-- Extracted text follows --

Early in Women in Broadcasting, Eddings discusses the 1977 United States Civil Rights Commission report that describes women as “Window dressing on the set” because they “were almost totally excluded from decision-making positions in TV”. My first reaction to this description was how quaint. Casually flipping channels on my cable box, I could see nearly as many women as men on any given news show. Based on my informal survey, Eddings research must be outdated. Right?
When I think about women in the media, my first instinct is to go to Barbara Walters. Mrs. Walters started out as one of the youngest producers in television, quickly rose to a writer for ABC’s Today Show, and then became the first female co-host in the early 70s. Despite being a trusted source for 25 years, in 2004 –right about the same time that networks started transferring their programming to HD—Barbara
Walters retired giving as the official reason that she wanted to spend more time with her family. Yet, she subsequently returned on the same network as an executive producer and co-host of The View. Did Barbara Walters really want to “spend more time domestically with her family”, or was it an excuse, like when celebrities check into the hospital for “exhaustion”? Did the network give her the new position as a trade off for leaving quietly?

-- Extracted text concluded --

**Exercises to complete:**
• A. Answer these questions from the passage on women in broadcasting:
(i) In what year was the United States Civil Rights Commission report issued?
(ii) In what year did Barbara Walters retire?
(iii) In what roles did she later return, and on which show?
• B. Continue the passage on women in broadcasting from the point where it stops.

-- Extracted entries follows --

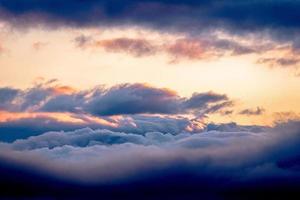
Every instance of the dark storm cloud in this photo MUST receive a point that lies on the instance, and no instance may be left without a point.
(281, 62)
(117, 100)
(244, 14)
(279, 16)
(7, 95)
(257, 111)
(188, 48)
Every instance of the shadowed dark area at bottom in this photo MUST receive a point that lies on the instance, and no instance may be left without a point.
(17, 182)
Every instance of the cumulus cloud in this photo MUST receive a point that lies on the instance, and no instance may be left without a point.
(214, 158)
(257, 111)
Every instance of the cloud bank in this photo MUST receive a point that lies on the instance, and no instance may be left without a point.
(214, 161)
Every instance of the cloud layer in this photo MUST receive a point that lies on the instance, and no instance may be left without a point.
(219, 159)
(117, 100)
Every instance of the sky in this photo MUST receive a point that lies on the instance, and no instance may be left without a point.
(184, 86)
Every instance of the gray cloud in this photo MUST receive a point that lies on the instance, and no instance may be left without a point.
(257, 111)
(135, 99)
(101, 156)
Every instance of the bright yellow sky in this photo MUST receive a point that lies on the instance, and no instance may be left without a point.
(248, 83)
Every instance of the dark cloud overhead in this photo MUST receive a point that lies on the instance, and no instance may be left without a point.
(209, 162)
(257, 111)
(117, 100)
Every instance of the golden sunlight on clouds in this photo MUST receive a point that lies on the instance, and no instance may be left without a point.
(54, 54)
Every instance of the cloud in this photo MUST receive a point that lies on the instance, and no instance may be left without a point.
(26, 125)
(185, 48)
(189, 16)
(39, 45)
(217, 160)
(136, 47)
(257, 111)
(100, 101)
(281, 62)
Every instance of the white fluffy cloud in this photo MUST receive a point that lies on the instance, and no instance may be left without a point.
(105, 156)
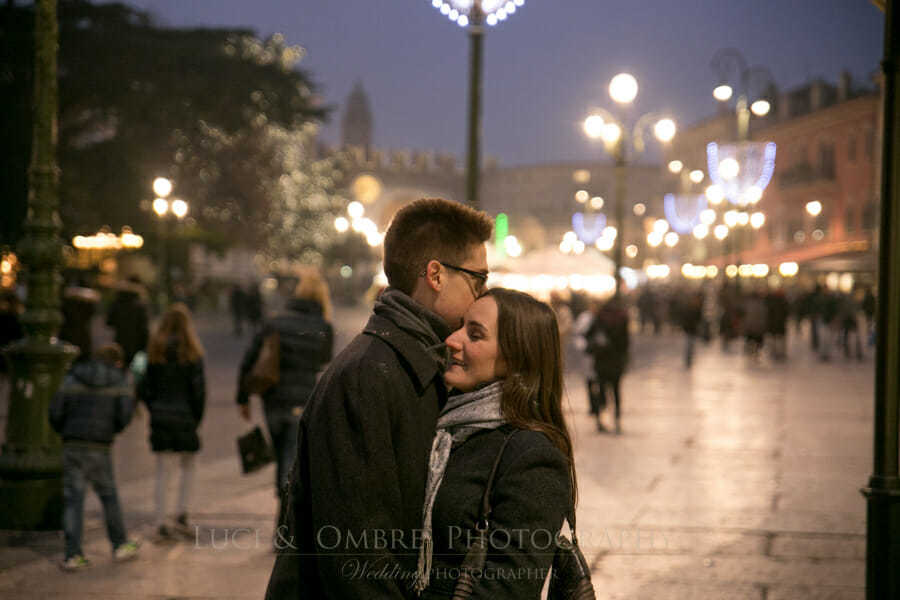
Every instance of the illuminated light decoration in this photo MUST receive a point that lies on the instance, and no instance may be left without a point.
(760, 108)
(722, 93)
(623, 88)
(657, 271)
(355, 209)
(588, 232)
(757, 220)
(788, 269)
(501, 230)
(756, 161)
(683, 212)
(714, 194)
(593, 126)
(512, 246)
(760, 270)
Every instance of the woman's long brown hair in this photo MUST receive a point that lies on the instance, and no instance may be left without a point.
(175, 323)
(529, 343)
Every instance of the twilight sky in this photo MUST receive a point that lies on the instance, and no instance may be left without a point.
(547, 64)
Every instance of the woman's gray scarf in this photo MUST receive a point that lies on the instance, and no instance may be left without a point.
(462, 416)
(416, 320)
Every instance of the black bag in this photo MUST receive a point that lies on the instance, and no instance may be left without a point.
(570, 577)
(254, 450)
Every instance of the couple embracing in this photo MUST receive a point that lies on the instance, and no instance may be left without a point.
(440, 424)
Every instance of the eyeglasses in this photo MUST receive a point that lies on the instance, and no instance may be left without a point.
(481, 278)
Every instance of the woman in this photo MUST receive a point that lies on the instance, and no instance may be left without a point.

-- Extracted entries concluded --

**Expected responses:**
• A.
(i) 1977
(ii) 2004
(iii) Executive producer and co-host of The View

• B.
The news source that I concentrated on is http://www.democracynow.org/ and specifically their spearhead Amy Goodman. Democracy Now is an alternative media source sustained mainly through contributions from the viewers, similarly to PBS. With no corporate parent to oversee its content, the show’s indepth exploration of current events can be as unbiased as possible. At 54, Amy Goodman co-hosts an award winning series called the “War and Peace Report” which broadcasts daily. Goodman is considered a principled journalist who fairly establishes both sides and instead of editorializing, lets the story tell itself. Before co-founding Democracy Now, Goodman was tortured after witnessing a mass killing in East Timor in an effort to convince her to not write a story, which she of course did anyway. Seven years later, she was beaten by Chevron’s representatives in Nigeria for aligning herself with the local villages who felt that their land was being contaminated by the oil company, so Goodman wrote a tell-all called The Exception to the Rulers: Exposing Oily Politicians, War Profiteers, and the Media That Love Them. Age has brought her experience and confidence in her own abilities.
She is not the Stepford Wives version of perfectly coifed anchorwomen in micro skirts, as mimicked in the YouTube montage of Fox News Babes.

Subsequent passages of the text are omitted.